# DATA TO PROCESS:
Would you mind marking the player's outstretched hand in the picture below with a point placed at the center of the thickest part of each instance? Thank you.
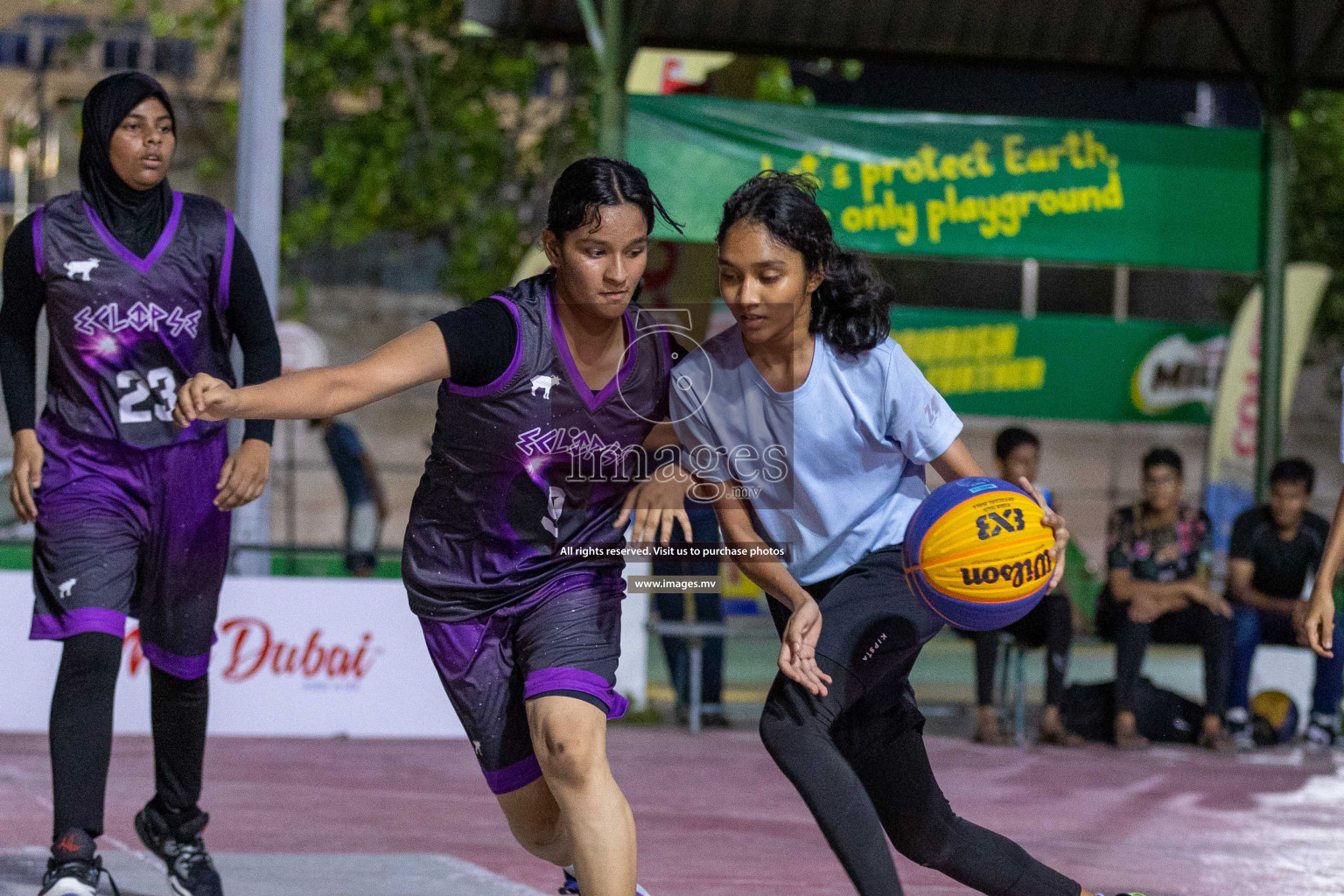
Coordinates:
(243, 476)
(205, 398)
(799, 649)
(1053, 522)
(25, 474)
(657, 504)
(1319, 625)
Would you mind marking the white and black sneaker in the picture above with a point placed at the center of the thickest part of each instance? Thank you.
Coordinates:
(190, 870)
(571, 886)
(74, 868)
(1320, 732)
(1241, 730)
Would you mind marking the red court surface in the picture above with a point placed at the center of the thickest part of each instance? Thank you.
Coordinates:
(717, 818)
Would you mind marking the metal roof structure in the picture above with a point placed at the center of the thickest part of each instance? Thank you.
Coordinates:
(1193, 39)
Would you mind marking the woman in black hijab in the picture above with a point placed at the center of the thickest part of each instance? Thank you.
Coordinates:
(144, 288)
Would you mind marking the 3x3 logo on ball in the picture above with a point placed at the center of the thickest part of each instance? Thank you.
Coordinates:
(996, 522)
(1015, 574)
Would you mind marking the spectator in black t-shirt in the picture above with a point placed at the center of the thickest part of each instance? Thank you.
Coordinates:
(1158, 590)
(1274, 554)
(366, 502)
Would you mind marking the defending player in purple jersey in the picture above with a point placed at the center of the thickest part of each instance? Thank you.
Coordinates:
(143, 288)
(554, 393)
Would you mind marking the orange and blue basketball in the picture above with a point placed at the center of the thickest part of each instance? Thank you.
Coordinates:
(977, 554)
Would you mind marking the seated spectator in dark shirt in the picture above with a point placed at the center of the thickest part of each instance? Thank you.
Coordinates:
(1050, 624)
(1158, 580)
(1274, 554)
(366, 506)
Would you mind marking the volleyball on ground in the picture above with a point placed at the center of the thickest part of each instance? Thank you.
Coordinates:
(1274, 718)
(977, 552)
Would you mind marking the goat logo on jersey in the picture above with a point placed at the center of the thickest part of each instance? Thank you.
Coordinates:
(84, 269)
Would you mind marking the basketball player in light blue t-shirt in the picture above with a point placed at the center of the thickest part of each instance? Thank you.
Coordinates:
(809, 429)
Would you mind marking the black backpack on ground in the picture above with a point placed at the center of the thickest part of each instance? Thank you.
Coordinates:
(1163, 717)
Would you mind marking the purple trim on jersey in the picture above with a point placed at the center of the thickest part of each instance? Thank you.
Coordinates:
(515, 777)
(543, 682)
(39, 256)
(503, 379)
(142, 265)
(52, 627)
(562, 346)
(226, 263)
(176, 665)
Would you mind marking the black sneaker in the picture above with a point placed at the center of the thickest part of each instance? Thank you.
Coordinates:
(571, 886)
(182, 850)
(74, 868)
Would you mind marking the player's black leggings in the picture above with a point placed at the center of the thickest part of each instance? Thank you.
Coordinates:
(80, 735)
(858, 758)
(1050, 624)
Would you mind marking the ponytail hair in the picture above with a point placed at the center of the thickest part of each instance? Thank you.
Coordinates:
(589, 185)
(851, 309)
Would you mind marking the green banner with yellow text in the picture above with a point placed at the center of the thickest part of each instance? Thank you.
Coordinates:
(968, 186)
(1065, 366)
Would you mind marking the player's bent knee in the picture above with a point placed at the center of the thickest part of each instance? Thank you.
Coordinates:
(571, 762)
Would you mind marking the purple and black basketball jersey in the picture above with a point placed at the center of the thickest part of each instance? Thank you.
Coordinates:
(128, 331)
(528, 468)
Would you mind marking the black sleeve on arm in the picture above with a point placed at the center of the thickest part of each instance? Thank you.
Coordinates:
(248, 318)
(24, 293)
(480, 341)
(1242, 544)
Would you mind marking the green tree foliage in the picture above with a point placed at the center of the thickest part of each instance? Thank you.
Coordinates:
(398, 124)
(1316, 223)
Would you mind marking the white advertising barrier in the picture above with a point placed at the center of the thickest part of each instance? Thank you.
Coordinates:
(296, 657)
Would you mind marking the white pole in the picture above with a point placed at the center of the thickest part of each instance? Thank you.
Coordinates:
(19, 172)
(261, 115)
(1030, 283)
(1120, 294)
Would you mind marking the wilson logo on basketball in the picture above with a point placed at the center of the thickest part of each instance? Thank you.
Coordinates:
(253, 649)
(1016, 574)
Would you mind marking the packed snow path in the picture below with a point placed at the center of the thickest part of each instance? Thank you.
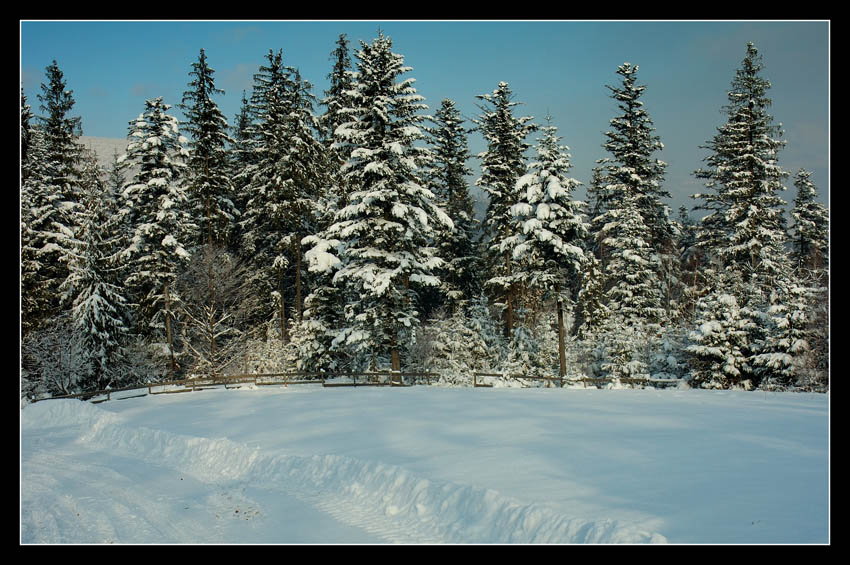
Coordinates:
(426, 465)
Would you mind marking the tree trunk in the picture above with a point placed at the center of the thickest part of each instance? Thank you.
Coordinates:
(298, 306)
(509, 312)
(173, 363)
(562, 356)
(282, 315)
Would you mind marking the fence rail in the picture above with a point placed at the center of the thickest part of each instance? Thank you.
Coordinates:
(328, 380)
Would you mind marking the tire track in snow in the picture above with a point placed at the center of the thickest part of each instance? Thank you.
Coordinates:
(384, 500)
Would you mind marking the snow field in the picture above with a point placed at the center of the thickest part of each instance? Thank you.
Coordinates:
(427, 465)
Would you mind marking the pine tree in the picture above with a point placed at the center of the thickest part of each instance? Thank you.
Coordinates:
(631, 170)
(810, 232)
(551, 229)
(745, 227)
(634, 232)
(447, 173)
(26, 135)
(50, 200)
(158, 207)
(502, 164)
(37, 289)
(335, 100)
(286, 176)
(241, 160)
(386, 229)
(208, 180)
(720, 353)
(94, 288)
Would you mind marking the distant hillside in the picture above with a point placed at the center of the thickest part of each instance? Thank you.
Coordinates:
(104, 147)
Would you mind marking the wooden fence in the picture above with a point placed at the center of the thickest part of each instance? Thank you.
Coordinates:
(377, 378)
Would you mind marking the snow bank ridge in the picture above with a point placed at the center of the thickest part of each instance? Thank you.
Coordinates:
(384, 499)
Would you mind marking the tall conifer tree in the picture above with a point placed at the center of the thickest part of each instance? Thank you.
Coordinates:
(502, 164)
(384, 234)
(208, 180)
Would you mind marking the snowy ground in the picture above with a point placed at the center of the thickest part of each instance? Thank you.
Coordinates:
(416, 465)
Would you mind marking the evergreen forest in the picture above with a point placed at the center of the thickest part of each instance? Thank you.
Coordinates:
(336, 232)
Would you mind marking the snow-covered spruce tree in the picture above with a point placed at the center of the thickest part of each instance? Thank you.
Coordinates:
(810, 233)
(95, 286)
(335, 100)
(631, 176)
(208, 180)
(157, 206)
(241, 160)
(745, 225)
(632, 297)
(551, 229)
(502, 164)
(720, 350)
(26, 135)
(50, 198)
(631, 168)
(386, 229)
(461, 275)
(744, 231)
(37, 292)
(286, 177)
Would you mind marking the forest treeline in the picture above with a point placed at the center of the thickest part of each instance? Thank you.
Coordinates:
(339, 234)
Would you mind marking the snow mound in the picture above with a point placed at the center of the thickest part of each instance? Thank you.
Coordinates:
(386, 500)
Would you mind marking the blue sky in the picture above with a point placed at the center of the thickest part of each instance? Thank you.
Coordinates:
(555, 67)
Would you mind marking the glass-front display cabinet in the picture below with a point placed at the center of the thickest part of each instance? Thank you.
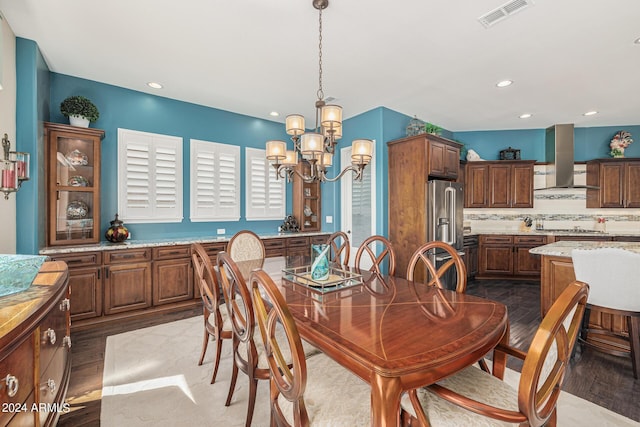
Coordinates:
(307, 200)
(73, 184)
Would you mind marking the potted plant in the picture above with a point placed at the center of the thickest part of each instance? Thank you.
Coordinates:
(80, 111)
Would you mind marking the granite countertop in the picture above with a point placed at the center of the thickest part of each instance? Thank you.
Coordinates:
(133, 244)
(18, 271)
(564, 248)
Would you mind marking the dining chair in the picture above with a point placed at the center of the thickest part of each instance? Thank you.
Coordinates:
(245, 245)
(474, 397)
(340, 247)
(434, 275)
(303, 391)
(217, 325)
(247, 356)
(385, 254)
(248, 350)
(612, 275)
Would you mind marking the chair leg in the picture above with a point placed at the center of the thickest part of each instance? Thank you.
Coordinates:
(253, 389)
(232, 386)
(634, 343)
(205, 343)
(216, 363)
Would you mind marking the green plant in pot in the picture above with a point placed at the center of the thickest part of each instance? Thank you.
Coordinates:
(80, 111)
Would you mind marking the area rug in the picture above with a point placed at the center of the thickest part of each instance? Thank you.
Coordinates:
(152, 378)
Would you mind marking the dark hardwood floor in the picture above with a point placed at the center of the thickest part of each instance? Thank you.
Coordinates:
(603, 379)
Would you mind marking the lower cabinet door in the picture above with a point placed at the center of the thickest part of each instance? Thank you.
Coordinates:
(127, 287)
(172, 281)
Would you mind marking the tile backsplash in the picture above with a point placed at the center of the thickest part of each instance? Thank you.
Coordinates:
(557, 208)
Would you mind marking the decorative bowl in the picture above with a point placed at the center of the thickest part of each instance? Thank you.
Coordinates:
(77, 209)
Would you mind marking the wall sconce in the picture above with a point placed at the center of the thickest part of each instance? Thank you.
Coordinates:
(15, 168)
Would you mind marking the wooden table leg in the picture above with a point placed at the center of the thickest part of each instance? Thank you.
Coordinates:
(385, 401)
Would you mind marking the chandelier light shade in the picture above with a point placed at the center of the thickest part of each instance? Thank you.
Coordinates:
(318, 146)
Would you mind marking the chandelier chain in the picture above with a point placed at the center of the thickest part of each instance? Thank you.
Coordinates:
(320, 92)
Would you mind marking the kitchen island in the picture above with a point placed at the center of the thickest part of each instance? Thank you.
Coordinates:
(557, 272)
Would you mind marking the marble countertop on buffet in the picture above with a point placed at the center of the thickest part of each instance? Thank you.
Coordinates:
(564, 248)
(141, 243)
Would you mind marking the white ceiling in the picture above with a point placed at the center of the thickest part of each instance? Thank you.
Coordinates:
(427, 58)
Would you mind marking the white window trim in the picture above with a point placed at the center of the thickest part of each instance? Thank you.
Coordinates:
(274, 193)
(154, 212)
(219, 208)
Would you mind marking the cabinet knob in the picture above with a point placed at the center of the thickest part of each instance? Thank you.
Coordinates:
(65, 304)
(12, 385)
(50, 386)
(51, 335)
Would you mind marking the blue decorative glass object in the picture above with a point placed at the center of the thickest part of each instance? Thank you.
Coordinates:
(320, 262)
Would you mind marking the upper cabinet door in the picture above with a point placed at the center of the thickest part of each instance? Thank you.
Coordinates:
(73, 184)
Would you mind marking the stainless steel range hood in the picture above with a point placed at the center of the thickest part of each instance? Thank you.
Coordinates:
(559, 157)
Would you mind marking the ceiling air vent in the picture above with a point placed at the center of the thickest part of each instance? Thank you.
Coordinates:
(504, 11)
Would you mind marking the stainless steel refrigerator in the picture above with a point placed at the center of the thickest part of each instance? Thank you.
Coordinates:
(445, 202)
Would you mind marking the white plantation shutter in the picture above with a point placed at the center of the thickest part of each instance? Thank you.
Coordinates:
(149, 177)
(215, 181)
(265, 196)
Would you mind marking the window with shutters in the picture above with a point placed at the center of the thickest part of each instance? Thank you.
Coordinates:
(149, 177)
(265, 196)
(215, 181)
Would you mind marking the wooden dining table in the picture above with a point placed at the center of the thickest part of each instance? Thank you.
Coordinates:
(393, 333)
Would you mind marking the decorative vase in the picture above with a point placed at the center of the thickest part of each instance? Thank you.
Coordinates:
(79, 121)
(117, 232)
(320, 262)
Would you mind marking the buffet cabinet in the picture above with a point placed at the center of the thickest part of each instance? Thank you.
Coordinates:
(499, 184)
(35, 344)
(614, 182)
(121, 283)
(73, 184)
(508, 256)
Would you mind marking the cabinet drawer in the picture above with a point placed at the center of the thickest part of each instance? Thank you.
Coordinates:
(18, 364)
(133, 255)
(50, 384)
(296, 242)
(84, 259)
(502, 240)
(530, 240)
(171, 252)
(53, 331)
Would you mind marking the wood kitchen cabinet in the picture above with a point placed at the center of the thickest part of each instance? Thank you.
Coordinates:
(499, 184)
(617, 181)
(85, 283)
(172, 274)
(508, 256)
(412, 162)
(307, 200)
(471, 255)
(127, 283)
(73, 184)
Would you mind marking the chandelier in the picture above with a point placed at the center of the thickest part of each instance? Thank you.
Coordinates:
(317, 147)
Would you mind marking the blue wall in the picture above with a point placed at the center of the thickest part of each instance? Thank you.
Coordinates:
(32, 109)
(589, 143)
(123, 108)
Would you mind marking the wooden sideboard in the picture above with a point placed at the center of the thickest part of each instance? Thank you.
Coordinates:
(35, 344)
(112, 284)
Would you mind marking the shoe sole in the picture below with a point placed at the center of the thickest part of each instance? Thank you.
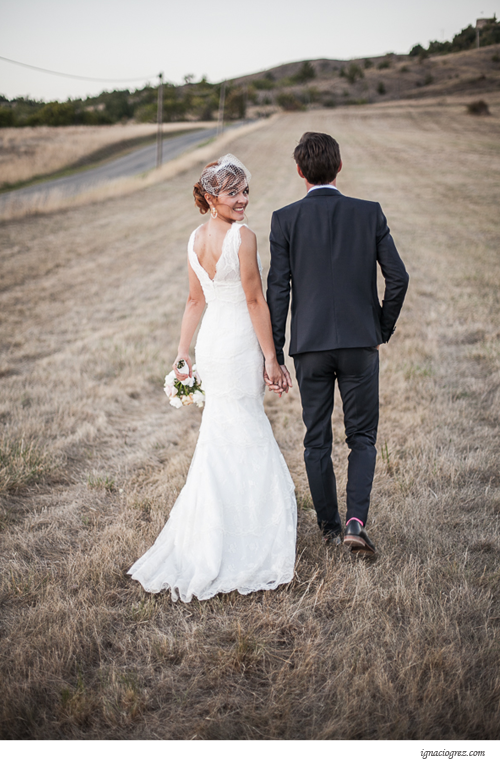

# WHAT TO DO:
If a line in the listing holds the word "chandelier", list that line.

# ANSWER SPACE:
Would you mind marking the chandelier light shade in the picture above with a point placed at the center of the thickest part of each instance? Thank you.
Would you mind marking the chandelier chain in the picture above with a point placed at the center of the thickest part of each instance? Thank you.
Would you mind marking the chandelier in the picture above with a point placed at the center of the thickest part of each instance? Thank you.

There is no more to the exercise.